▶ **Prompt 1**: List the target behaviors that the passage on post-training and distillation names as things post-training elicits.
▶ **Prompt 2**:
Answer these from the passage on post-training and distillation, one line per answer:
(a) What name does it give to errors accumulating once the student enters unseen states?
(b) Which two kinds of feedback does it contrast under feedback density?
(c) What form do RL rewards typically take?
▶ **Prompt 3**: Pick up the passage on post-training and distillation where it stops, and continue it.

Post-training: Elicit target behaviors, such as instruction following, mathematical reasoning, or dialogue style.

Distillation mainly happens during post-training. To understand its value, consider post-training methods along two independent dimensions:

Sampling mode (where data comes from): Whether training sequences are generated by the student itself (on-policy) or come from external fixed data (off-policy).
Feedback density (how much each sequence teaches): Whether the entire sequence has a single reward (per-sequence, sparse) or each token has a signal (per-token, dense).

SFT / offline distillation (off-policy + dense): Align with labels or the teacher distribution on fixed data. The signal is dense, but training only sees states from the teacher/labels, which differ from states the student enters during its own inference. Once the student makes an early mistake the teacher would not make, it enters unseen states, errors accumulate—this is called exposure bias.

RL (on-policy + sparse): The student samples trajectories and receives rewards based on final outcomes. The distribution matches student inference, but rewards are typically sequence-level scalars that do not pinpoint which token went wrong.

▶ **Recorded data**:
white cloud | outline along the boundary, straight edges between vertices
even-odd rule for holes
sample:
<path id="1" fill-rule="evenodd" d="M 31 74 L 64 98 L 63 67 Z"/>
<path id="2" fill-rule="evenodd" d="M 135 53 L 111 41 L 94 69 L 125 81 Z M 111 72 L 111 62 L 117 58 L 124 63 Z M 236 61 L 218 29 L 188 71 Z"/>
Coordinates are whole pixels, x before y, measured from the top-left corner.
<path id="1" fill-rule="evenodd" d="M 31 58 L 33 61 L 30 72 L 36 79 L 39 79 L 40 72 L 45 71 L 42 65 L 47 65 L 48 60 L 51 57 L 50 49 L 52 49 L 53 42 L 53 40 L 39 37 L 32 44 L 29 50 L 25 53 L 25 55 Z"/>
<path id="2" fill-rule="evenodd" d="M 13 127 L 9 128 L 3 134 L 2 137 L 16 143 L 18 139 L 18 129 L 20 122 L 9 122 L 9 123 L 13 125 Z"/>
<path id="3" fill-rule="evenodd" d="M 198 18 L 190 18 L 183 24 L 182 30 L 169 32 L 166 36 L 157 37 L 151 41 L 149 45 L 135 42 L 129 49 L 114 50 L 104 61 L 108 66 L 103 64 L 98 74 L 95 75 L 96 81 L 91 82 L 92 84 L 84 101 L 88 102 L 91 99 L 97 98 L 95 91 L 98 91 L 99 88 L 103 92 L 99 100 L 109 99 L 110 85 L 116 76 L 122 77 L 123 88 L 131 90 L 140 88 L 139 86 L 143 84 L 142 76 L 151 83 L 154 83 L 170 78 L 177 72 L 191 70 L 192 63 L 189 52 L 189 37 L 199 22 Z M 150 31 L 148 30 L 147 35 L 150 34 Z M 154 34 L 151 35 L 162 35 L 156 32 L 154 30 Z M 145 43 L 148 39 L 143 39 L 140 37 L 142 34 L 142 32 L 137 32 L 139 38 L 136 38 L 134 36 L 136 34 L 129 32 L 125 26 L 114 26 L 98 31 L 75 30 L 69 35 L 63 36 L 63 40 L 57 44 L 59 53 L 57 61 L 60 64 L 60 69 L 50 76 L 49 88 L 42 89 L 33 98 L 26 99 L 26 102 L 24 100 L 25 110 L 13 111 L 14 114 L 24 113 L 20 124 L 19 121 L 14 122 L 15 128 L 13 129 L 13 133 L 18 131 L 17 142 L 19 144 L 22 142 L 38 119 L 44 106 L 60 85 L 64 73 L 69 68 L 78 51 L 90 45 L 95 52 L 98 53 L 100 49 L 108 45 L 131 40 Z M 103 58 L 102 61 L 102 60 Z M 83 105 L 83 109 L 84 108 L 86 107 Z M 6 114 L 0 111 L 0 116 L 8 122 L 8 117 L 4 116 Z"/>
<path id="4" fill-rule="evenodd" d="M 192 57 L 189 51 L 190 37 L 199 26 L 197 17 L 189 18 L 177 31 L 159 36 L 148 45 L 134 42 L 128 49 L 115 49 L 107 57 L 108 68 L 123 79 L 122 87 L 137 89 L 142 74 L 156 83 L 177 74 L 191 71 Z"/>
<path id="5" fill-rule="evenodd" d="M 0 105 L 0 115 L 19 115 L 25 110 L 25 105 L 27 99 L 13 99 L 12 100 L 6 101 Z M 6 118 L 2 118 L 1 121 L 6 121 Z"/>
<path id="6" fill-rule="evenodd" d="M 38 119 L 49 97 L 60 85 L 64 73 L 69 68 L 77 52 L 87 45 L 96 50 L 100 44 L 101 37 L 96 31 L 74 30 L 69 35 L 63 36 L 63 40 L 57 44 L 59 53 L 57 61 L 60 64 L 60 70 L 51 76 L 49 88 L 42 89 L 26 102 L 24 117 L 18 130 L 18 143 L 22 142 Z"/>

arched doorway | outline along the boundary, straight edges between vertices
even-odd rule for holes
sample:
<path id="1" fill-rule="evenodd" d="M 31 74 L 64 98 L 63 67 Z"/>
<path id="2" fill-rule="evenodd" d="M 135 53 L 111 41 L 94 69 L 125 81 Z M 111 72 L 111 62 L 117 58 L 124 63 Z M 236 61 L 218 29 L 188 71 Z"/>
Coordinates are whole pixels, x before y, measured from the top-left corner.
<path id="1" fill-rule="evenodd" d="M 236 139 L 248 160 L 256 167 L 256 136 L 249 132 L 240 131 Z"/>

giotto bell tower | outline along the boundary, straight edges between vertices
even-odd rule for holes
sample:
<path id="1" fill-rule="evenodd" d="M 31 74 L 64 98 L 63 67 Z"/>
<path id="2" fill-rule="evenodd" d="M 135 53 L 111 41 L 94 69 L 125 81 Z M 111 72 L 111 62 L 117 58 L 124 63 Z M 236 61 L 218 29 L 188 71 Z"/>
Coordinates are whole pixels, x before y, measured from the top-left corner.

▶ **Reply 1**:
- Instruction following
- Mathematical reasoning
- Dialogue style

▶ **Reply 2**:
(a) Exposure bias.
(b) A single reward for the entire sequence (per-sequence, sparse) versus a signal for each token (per-token, dense).
(c) Sequence-level scalars that do not pinpoint which token went wrong.

▶ **Reply 3**:
On-policy distillation (on-policy + dense): The student samples trajectories, and the teacher scores every token on those trajectories. Training distribution matches student inference, and feedback is per-token.

SFT as a Special Case of Distillation

A natural entry point to understanding distillation is the SFT loss. SFT’s cross-entropy loss is equivalent to KL divergence against a one-hot “teacher” distribution $\delta_{y^*}$ at the labeled token:

\[-\log P_S(y^*_t) = \text{KL}(\delta_{y^*} \,\|\, P_S)\]

Knowledge distillation simply replaces this deterministic one-hot “teacher” with the teacher model’s soft distribution $P_T$, optimizing $\text{KL}(P_T \,\|\, P_S)$ at each token to provide richer supervision than one-hot.

Method	Sampling Mode	Feedback Density	Teacher Distribution
SFT	off-policy (fixed data)	dense (per-token)	one-hot $\delta_{y^*}$
Offline (off-policy) distillation	off-policy (fixed or teacher-generated data)	dense (per-token)	teacher soft distribution
RL	on-policy (student sampling)	sparse (per-sequence)	none
On-policy distillation	on-policy (student sampling)	dense (per-token)	teacher soft distribution

2. Two Core Choices in Distillation

Differences between distillation methods almost always boil down to two questions. Once you understand these dimensions, the methods below are just different combinations.

2.1 How to Compute the Teacher Signal

At each token position, quantify the difference between teacher distribution $P_T$ and student distribution $P_S$ (we call this Teacher KL). There are two sub-choices.

(a) Divergence direction

Divergence	Definition	Optimization behavior (information-theoretic meaning)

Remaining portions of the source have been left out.